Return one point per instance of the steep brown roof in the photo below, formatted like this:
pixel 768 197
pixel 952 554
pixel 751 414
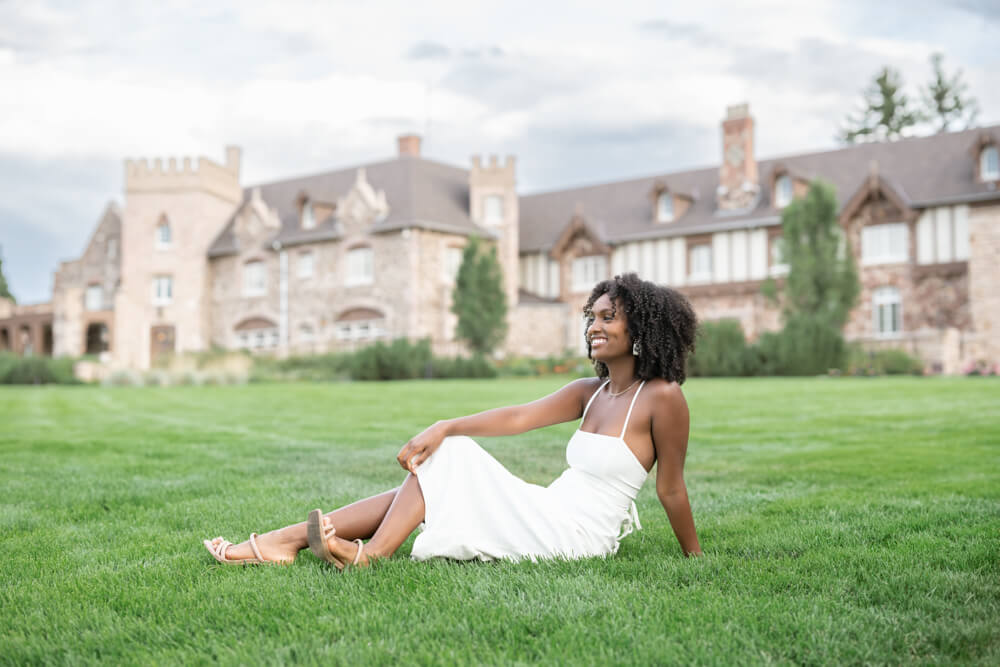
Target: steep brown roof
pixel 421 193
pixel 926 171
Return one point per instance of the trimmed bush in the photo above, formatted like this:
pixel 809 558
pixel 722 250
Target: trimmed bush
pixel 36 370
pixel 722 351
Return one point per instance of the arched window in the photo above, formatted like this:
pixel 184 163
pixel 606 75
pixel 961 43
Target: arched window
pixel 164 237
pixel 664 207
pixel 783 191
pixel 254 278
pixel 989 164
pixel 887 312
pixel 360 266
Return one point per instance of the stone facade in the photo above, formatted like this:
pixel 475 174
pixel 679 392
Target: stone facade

[REQUEST]
Copy the material above word for word, from the first line to the last, and leave the picture out of your copy.

[OUTPUT FOR THIS TASK]
Return one point per instance of the steep brown roof in the photo below, formatted like this:
pixel 768 197
pixel 952 554
pixel 751 414
Target: steep brown roof
pixel 421 193
pixel 926 171
Return one point per instance of the trimmed bush in the photo above, formatted like this:
pixel 809 558
pixel 722 250
Target: trimmed bush
pixel 36 370
pixel 722 351
Return one point per instance of the arched window in the photo above, formatted like this:
pixel 184 163
pixel 606 75
pixel 961 43
Target: arched window
pixel 164 237
pixel 664 207
pixel 783 191
pixel 254 278
pixel 989 164
pixel 887 312
pixel 360 266
Return one point per instance of the stone facade in the photo above, formatted like this:
pixel 475 174
pixel 679 392
Target: stone facade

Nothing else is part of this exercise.